**ЧТО НУЖНО СДЕЛАТЬ:**
a: Перепишите без изменений фрагмент отрывка о фильме Хичкока, начиная со слов «Первая часть с» и заканчивая словами «зрительный зал, казалось.».
b: Продолжите отрывок о фильме Хичкока, начав сразу после его последнего предложения.

**ОТРЫВОК:**
_ _ _ _ _

Более важного высказывания об опасности желания возвращения в моей жизни не случилось. Доверчиво мы (зрители) устремились в объятья первой части фильма, в извивы и холмы мерцающего на экране Сан-Франциско, следуя и следя за зрительской своей судьбой, как герой — за мерцающей предательницей героинь Ким Новак и ее неотразимых извивов.
Привлекательность этой задачи отчасти была связана с тем, что город Сан-Франциско был тут, совсем рядом, в получасе езды на безобразно вонючем загаженном метро. Мы, жители этих мест, видели в Хичкоковском (но и Нарсежаковском, Роденбаховском) мертвом, пустом городе проекцию, отражение себя — Хичкок, лукавый экскурсовод, показывал нам столь хорошо знакомые места доведенными до совершенства странности, пустоты, потусторонности, достигая идеального остранения.
Первая часть с ее преувеличенной, якобы простодушной, почти пародийной прелестью и выпуклой мелодрамой вызвала в зале сытое хихиканье превосходства: мы смеялись над сентиментальным, наивным нарциссом Скотти, героем Хичкока, но немного и над самим Хичкоком: ведь мы видели, знали его нехитрый фокус заранее и насквозь: так нам, заполнившим зрительный зал, казалось.
Тем жутче оказалось столкновение со второй частью фильма, где все оказывалось не тем, что мы подумали, что разрешили себе подумать. Всем здесь руководил ужас, искус желания повторения, возвращения в прошлое. Герой хочет повторить свой опыт, хочет вернуться, воспроизвести его до малейших подробностей, превратить реальность в ностальгическую грезу, но реальность не вмещается в подобное желание и, восстав, сводит героя с ума. Скотти желает овладеть прошлым. Меланхолия пожирает Скотти: он снова и снова нависает над городом, зажмурившись, не в состоянии его разглядеть, не в состоянии в него войти.

_ _ _ _ _

**ЗАПИСИ ДАННЫХ:**
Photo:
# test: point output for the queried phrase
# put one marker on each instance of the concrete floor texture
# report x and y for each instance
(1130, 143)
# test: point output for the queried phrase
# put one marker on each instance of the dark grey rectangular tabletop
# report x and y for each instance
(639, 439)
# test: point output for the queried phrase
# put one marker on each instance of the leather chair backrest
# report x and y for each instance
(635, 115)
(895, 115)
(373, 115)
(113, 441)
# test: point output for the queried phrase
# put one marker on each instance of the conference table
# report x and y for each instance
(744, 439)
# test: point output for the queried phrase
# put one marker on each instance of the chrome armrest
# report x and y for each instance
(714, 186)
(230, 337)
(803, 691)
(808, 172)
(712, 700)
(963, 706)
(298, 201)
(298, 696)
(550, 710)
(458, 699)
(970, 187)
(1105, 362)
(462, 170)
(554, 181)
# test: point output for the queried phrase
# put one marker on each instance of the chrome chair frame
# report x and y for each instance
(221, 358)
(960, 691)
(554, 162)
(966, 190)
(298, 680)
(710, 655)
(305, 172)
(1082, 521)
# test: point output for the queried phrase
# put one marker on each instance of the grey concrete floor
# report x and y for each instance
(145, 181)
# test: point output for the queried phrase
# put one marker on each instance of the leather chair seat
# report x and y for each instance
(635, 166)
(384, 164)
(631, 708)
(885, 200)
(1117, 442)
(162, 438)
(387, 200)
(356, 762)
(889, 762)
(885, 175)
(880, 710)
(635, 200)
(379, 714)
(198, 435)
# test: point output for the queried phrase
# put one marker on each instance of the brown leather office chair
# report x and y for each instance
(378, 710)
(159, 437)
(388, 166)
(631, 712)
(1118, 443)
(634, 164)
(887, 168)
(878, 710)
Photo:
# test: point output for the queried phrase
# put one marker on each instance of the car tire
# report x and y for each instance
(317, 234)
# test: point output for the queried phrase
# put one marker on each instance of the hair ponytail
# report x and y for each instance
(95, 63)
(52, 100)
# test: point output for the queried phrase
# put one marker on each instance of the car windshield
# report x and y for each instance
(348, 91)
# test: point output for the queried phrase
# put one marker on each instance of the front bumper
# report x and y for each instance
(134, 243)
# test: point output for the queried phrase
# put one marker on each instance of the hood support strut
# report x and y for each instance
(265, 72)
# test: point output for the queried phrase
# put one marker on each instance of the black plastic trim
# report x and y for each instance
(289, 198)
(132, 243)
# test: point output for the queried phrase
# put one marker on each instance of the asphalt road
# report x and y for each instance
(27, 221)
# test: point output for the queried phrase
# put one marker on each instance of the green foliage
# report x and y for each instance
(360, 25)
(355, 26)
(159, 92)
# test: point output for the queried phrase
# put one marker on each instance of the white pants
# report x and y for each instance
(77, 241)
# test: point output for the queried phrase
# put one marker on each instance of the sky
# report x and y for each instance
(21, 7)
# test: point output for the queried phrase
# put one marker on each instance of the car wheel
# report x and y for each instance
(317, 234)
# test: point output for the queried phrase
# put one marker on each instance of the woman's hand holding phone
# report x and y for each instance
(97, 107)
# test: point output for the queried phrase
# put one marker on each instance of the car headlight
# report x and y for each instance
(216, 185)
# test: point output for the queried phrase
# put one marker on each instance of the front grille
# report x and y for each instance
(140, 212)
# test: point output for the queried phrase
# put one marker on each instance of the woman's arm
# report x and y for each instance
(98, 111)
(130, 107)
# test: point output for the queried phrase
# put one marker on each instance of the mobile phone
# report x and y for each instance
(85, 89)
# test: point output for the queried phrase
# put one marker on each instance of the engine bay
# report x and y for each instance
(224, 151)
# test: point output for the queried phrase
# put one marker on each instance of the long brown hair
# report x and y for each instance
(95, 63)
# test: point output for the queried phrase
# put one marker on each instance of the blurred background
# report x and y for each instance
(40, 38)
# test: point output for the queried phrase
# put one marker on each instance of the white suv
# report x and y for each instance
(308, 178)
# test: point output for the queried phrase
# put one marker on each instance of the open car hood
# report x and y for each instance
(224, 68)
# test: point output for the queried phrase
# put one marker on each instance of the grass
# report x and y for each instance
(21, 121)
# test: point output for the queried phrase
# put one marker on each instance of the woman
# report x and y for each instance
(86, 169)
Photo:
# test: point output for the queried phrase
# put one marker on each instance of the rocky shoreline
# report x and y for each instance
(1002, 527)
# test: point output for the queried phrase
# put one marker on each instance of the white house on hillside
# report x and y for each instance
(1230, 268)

_ _ _ _ _

**НАБОР ОТВЕТОВ:**
a:
Первая часть с ее преувеличенной, якобы простодушной, почти пародийной прелестью и выпуклой мелодрамой вызвала в зале сытое хихиканье превосходства: мы смеялись над сентиментальным, наивным нарциссом Скотти, героем Хичкока, но немного и над самим Хичкоком: ведь мы видели, знали его нехитрый фокус заранее и насквозь: так нам, заполнившим зрительный зал, казалось.

b:
Скотти обречен потому, что он не желает различать, сказала я себе. Героя моего любимого фильма могло бы спасти осознание невозможности повторения, принятие, движение, но главное — внимание. Если все же считать это неотразимое произведение киноискусства хоть отчасти детективом, ну да, детективом ужаса, то именно внимание, замечание и способность интерпретировать улики преступления (и жизни) являются здесь методом разворачивания повествования. Скотти, ослепленный страстью следования за городом и женщиной, не замечает, зритель поначалу не замечает, но Хичкок, безжалостный нуариста, сделал этот фильм так, чтобы хотелось пересматривать его, всматриваться в него мучиться им бесконечно бесконечно.
Киножанр нуар, вылезший из плаценты многовековой готики, весь заострен на отношения с прошлым: в нем скрыта опасность, в нем скрыт секрет.
Если бы Скотти воздержался от заглядывания в прошлое, если бы он принял, что вернуться никуда нельзя, он не погиб бы так жалко. Прошлое убьет тебя, заласкает, защекочет до смерти, если ты не закончишь его сам, если ты не захочешь стать им, как бы сообщает нам гениальный Хичкок.
Вот я прихожу к бывшему зданию киноархива (теперь они воздвигли новое, железнее и мощнее): еще видны побледневшие следы букв над входом, двери заколочены, вокруг запустение, на ступеньках сидит гордая нищая с собакой, курит, читает Вирджинию Вулф. Тот прошлый киноархив, тот мой прошлый опыт закончился, его следует заархивировать и начать вглядываться в настоящее: каким бы невидным безвидным унылым трудным ни казалось оно теперь, в пору новой чумы и войны.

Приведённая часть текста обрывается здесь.